**Task statement:** Write out every line of the rows below again, requests included, adding 117 to each coordinate in the answers. Leave the pictures out.

**Pointing entries for named objects:**
######

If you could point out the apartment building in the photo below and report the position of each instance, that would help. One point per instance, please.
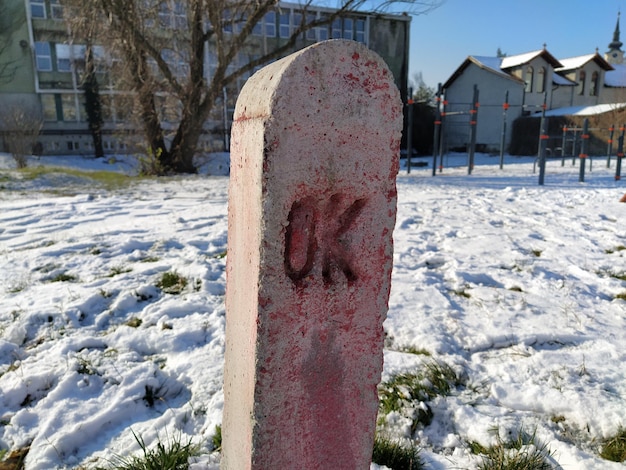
(41, 69)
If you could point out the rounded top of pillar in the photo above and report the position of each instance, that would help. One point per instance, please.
(336, 75)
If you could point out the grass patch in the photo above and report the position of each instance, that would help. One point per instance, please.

######

**Solution for this problem:**
If you could point out the apartment building in the photo below and report the position of each instance, that would help. One point per instance, please.
(158, 186)
If you could point out the rounded top of pillar in the photo above and report the position of each instance, that would help. One point per instance, please.
(453, 192)
If you could point out the grass patch in the photo above and report the position of each instance, that would help. One point per instance, please.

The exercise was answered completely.